Written exercise:
Rewrite the rows starting with the line that contains "Would you mind pointing out the dirt" and going on through the end of the rows, keeping the requests, and add -19 to every coordinate in the answers. Leave the pictures out of your answer.

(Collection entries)
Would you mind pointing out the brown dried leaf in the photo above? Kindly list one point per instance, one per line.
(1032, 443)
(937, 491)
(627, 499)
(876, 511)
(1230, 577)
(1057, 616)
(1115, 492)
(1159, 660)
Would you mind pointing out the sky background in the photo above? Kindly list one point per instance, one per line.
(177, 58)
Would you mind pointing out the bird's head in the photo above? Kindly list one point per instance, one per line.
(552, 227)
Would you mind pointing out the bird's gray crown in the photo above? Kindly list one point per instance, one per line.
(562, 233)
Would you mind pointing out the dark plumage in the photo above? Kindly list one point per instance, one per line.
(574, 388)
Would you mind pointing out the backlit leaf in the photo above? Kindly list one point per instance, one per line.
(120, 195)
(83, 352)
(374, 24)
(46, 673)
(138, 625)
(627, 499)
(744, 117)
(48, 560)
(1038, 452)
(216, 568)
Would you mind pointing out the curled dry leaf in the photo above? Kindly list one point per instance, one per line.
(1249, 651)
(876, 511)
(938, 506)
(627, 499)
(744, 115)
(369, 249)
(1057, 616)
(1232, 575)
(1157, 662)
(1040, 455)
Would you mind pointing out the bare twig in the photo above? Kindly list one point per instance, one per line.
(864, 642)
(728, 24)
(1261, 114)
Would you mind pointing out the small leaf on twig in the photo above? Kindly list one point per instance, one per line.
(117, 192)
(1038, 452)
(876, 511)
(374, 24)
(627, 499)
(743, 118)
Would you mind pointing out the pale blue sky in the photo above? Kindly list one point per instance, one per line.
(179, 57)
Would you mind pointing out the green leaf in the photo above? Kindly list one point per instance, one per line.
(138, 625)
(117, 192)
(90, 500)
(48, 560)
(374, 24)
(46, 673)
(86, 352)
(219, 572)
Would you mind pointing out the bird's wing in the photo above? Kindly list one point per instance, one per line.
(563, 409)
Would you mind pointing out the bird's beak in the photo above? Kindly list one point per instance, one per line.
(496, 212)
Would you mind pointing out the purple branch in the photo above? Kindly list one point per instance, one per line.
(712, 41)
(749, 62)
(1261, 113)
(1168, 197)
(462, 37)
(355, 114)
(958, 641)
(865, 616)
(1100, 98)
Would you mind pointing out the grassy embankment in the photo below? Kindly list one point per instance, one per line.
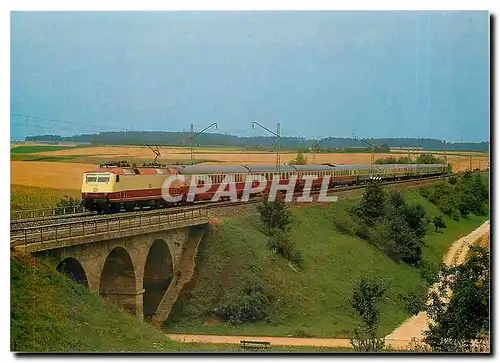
(51, 313)
(26, 197)
(30, 153)
(313, 301)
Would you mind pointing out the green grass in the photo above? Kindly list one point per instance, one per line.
(314, 300)
(29, 149)
(51, 313)
(26, 197)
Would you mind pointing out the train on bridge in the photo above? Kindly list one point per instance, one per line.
(114, 187)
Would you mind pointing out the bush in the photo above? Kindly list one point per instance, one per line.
(415, 300)
(417, 219)
(438, 222)
(275, 214)
(248, 304)
(281, 244)
(67, 205)
(405, 243)
(366, 295)
(428, 273)
(372, 206)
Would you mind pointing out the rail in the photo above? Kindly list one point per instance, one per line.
(68, 230)
(45, 212)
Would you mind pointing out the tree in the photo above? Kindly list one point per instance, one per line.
(372, 205)
(405, 244)
(417, 219)
(275, 214)
(438, 222)
(248, 303)
(366, 295)
(457, 322)
(299, 159)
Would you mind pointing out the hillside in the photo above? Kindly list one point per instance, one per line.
(50, 313)
(219, 139)
(312, 301)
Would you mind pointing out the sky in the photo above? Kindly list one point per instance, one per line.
(374, 74)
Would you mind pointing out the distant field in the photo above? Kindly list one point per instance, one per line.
(61, 167)
(26, 149)
(24, 197)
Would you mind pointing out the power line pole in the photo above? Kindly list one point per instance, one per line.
(277, 143)
(192, 136)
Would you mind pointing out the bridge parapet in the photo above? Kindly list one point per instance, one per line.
(42, 238)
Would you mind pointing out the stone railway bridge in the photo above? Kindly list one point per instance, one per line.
(139, 263)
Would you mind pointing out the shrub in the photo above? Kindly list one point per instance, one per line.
(67, 205)
(299, 159)
(275, 214)
(458, 322)
(416, 217)
(438, 222)
(250, 303)
(281, 244)
(366, 295)
(427, 272)
(372, 205)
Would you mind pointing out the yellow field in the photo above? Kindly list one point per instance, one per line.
(67, 175)
(48, 174)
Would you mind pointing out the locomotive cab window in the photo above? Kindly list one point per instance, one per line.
(103, 178)
(90, 178)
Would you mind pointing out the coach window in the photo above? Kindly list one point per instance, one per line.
(103, 178)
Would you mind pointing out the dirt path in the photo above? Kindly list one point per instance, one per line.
(226, 339)
(417, 324)
(400, 338)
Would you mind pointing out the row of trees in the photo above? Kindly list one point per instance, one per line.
(339, 144)
(459, 196)
(457, 323)
(421, 159)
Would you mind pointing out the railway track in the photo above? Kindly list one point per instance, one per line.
(91, 217)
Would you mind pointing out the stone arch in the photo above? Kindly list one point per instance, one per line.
(72, 268)
(158, 273)
(118, 283)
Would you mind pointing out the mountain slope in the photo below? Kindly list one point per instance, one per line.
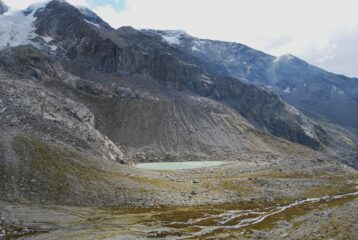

Result of the exercise:
Would you mind pointing out the dirt path in the photo above? Kindly list one point per instance, one per line.
(207, 320)
(398, 305)
(381, 319)
Would you mind pointing out the row of trees in the photo above? Kindly list one point per instance, one per line.
(320, 125)
(440, 177)
(438, 304)
(402, 140)
Would you mind pointing out the railway track in the photo above? Kindly list one point per instance, one per line.
(72, 198)
Would you mind pointing out the stone arch in the photo above? Kindly list one point per instance, one per line.
(53, 249)
(139, 254)
(99, 264)
Would you mind pointing out the mountain slope in the photo below? Kindly list one point per instance, one per line.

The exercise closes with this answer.